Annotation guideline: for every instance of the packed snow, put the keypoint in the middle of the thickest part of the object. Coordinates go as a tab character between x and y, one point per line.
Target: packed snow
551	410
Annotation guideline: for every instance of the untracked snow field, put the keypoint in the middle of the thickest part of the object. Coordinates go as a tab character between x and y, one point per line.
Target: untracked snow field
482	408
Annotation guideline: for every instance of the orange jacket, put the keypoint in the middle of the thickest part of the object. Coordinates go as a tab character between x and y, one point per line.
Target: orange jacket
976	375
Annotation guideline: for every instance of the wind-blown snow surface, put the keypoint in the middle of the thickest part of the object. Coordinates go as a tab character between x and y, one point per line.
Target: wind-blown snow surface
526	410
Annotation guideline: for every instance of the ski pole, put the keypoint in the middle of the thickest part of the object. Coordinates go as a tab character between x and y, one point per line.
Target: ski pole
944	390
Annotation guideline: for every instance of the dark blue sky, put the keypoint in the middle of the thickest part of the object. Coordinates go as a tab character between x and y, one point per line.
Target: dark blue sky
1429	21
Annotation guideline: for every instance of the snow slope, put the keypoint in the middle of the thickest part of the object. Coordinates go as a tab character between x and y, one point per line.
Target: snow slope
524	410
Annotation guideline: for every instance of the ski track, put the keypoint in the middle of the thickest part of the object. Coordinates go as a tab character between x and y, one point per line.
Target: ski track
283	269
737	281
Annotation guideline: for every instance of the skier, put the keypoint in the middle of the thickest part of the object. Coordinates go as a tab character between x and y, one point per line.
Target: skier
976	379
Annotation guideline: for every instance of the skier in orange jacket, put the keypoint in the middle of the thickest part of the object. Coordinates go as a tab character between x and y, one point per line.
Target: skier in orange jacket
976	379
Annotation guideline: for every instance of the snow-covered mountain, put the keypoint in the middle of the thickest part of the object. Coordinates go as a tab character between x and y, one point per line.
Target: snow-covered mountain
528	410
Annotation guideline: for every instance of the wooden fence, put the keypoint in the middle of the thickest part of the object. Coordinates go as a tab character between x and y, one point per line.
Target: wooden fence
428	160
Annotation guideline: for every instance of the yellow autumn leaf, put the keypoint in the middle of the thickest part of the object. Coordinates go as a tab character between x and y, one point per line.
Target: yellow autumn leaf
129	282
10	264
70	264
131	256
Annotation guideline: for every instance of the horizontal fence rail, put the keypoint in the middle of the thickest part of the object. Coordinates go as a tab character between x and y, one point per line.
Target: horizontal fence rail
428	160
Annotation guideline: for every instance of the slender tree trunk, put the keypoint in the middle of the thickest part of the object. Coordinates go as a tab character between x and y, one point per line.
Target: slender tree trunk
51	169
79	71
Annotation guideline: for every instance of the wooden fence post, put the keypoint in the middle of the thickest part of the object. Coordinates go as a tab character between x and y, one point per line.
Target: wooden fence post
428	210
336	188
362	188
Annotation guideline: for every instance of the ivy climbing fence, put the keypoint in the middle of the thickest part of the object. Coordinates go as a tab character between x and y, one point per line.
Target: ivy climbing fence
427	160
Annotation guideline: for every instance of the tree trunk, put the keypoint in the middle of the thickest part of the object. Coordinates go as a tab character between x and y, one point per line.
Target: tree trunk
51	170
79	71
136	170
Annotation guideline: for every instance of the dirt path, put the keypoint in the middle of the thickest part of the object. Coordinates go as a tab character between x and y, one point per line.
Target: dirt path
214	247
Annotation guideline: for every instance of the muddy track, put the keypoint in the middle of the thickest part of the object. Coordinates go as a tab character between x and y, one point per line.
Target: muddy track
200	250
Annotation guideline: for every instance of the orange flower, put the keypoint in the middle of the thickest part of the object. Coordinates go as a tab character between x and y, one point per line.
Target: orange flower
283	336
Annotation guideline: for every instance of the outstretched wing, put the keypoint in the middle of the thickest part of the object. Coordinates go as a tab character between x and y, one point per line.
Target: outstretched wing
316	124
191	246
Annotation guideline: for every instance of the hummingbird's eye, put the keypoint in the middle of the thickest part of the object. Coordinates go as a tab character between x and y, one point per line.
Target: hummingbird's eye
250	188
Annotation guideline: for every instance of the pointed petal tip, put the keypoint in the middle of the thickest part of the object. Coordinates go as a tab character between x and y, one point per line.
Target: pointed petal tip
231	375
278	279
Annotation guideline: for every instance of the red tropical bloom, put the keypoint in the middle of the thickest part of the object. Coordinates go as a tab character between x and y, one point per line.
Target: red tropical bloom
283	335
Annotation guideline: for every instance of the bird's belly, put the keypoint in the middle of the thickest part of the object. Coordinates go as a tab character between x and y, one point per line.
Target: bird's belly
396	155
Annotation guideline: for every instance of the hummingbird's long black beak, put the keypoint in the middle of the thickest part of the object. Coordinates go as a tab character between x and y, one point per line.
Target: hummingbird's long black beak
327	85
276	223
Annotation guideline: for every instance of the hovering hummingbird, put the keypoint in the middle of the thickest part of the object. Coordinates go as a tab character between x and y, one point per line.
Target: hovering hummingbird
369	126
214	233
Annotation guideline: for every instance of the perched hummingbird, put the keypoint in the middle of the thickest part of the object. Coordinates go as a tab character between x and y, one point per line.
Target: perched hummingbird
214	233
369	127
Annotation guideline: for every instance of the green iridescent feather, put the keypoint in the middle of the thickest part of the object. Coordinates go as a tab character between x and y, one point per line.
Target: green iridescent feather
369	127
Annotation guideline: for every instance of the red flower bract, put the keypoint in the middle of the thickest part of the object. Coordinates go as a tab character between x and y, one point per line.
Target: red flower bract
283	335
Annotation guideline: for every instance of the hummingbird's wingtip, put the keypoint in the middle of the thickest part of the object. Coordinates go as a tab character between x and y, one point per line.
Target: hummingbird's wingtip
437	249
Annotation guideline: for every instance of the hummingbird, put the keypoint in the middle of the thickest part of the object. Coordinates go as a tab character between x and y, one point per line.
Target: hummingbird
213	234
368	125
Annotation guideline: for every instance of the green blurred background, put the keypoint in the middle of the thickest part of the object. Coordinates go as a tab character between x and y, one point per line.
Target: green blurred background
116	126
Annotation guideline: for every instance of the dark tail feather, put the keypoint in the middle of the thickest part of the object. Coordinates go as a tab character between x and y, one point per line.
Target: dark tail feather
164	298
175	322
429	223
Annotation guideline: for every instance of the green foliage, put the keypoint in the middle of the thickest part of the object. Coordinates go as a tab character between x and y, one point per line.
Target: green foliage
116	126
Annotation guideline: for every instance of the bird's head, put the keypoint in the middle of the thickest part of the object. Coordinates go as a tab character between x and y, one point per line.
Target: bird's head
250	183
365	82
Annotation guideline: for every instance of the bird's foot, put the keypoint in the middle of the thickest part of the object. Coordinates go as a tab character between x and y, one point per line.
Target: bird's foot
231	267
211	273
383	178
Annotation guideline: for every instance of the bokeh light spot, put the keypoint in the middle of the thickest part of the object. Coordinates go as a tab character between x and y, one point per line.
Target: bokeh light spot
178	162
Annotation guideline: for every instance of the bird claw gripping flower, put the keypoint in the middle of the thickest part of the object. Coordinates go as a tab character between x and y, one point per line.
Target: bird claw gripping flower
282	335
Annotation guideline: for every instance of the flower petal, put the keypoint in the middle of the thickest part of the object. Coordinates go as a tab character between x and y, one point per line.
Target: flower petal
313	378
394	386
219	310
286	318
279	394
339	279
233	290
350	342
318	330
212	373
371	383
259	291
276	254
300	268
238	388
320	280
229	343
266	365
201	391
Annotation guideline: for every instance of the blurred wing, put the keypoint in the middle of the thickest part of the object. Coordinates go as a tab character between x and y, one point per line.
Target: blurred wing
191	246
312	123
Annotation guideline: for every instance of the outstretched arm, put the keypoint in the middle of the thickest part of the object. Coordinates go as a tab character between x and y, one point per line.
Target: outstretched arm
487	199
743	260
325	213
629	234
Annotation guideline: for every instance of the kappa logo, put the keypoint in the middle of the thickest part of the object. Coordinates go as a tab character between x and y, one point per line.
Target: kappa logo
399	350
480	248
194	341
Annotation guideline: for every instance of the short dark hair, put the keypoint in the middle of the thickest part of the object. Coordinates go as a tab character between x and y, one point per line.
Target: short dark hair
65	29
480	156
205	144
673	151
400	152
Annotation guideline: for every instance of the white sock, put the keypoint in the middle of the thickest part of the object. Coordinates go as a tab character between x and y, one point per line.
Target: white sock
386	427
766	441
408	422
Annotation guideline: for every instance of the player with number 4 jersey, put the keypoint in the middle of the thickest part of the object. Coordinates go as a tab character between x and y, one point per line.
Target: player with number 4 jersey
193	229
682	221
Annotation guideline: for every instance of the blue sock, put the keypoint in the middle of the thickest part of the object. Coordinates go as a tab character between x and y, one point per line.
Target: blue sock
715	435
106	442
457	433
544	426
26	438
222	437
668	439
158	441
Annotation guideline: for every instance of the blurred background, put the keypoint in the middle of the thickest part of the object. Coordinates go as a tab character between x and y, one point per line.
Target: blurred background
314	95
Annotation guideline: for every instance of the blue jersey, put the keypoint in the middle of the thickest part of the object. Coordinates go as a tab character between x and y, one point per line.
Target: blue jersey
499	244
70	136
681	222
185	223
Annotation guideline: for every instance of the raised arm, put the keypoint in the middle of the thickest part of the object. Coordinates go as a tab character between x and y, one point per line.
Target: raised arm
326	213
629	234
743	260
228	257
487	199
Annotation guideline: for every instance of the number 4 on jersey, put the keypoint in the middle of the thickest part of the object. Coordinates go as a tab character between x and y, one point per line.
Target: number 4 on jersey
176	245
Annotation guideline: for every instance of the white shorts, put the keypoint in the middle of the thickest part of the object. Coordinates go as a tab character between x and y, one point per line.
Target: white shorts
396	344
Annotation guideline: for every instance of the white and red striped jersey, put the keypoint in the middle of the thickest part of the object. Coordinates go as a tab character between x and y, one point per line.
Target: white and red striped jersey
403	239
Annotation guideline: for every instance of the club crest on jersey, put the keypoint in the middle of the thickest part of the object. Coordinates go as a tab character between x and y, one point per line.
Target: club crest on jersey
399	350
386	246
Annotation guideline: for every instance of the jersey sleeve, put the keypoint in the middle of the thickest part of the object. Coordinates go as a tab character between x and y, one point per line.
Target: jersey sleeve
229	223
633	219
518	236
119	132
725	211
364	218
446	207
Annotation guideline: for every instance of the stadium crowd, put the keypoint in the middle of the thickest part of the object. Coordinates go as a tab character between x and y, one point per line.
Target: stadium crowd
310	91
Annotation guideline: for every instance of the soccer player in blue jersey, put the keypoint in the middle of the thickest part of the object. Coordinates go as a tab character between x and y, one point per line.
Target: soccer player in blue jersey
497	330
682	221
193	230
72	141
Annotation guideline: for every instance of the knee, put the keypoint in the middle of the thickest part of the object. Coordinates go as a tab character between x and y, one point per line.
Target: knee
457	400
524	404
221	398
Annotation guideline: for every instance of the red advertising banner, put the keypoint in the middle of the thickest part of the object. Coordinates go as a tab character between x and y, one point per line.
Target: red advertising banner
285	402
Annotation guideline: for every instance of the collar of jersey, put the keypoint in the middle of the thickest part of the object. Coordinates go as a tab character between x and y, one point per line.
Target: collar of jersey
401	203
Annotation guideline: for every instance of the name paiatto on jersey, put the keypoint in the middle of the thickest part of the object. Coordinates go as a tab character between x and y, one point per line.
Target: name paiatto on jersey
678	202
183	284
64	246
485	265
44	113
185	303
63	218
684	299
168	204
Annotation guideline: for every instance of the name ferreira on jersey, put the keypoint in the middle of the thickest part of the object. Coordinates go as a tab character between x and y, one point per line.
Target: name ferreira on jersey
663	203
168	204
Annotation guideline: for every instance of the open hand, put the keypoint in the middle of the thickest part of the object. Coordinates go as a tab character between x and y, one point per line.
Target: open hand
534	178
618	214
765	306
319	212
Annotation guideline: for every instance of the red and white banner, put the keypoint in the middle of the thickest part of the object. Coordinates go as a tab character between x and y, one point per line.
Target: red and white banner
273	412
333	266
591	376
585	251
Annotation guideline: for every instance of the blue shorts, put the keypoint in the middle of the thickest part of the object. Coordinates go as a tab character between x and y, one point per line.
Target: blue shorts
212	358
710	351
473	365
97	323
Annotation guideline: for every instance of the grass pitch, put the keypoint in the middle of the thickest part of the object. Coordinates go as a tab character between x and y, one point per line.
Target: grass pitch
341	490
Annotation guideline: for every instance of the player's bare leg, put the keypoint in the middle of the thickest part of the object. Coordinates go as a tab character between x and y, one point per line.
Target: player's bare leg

## Given task
Reproduce the rows exactly, starting with the line that contains "Annotation guideline: for every instance of the blue shorts, put" and continuing through the last line of the rows.

## Answer to the task
Annotation guideline: for every instance of the blue shorts, put the keypoint in the middle of the thickest part of the object. Coordinates go as a tab character between x and y, one point per line.
Target: blue shorts
212	358
710	351
473	365
97	323
Annotation guideline: for every instance of the grass pitch, put the keypoint in the middle of the thickest part of the object. Coordinates go as a tab character between x and y, one point per line.
Target: grass pitch
341	490
Annotation guideline: for every instance of the player's bare leg, put the keypoint in the middle of the thickest part of the object. Coordinates go as a tab character between x and y, one point per line.
Target: player's bare leg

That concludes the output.